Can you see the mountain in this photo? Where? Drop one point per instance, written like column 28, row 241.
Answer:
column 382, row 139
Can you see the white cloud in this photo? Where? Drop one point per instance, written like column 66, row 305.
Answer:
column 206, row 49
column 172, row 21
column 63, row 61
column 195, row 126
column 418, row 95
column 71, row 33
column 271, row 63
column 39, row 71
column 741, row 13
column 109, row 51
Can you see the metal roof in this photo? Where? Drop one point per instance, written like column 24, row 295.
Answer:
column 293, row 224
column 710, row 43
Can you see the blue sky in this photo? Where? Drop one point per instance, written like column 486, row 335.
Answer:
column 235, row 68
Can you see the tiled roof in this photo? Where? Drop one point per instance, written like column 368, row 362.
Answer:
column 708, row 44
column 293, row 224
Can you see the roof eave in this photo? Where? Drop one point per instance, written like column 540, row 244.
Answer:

What is required ->
Give back the whole listing above. Keep every character the same.

Answer to this exercise ->
Can you see the mountain in this photo? Where? Drop one point per instance, written like column 28, row 241.
Answer:
column 382, row 139
Can you see the white cloud in this photo? Where? Drop one point per instance, written like column 66, row 305.
Answer:
column 206, row 49
column 172, row 21
column 63, row 61
column 195, row 126
column 418, row 95
column 71, row 33
column 271, row 63
column 39, row 71
column 741, row 13
column 109, row 51
Can you see the metal roof in this photo? Where? Drop one point per instance, written like column 24, row 295.
Answer:
column 293, row 224
column 710, row 43
Can you see the blue sky in this photo? Where? Drop one point per instance, written like column 486, row 335.
Answer:
column 235, row 68
Can you see the tiled roof in this photo? Where? Drop one point per instance, written like column 368, row 362.
Answer:
column 708, row 44
column 293, row 224
Can you see the roof eave in this photo? Where? Drop one point per instance, written like column 540, row 244.
Answer:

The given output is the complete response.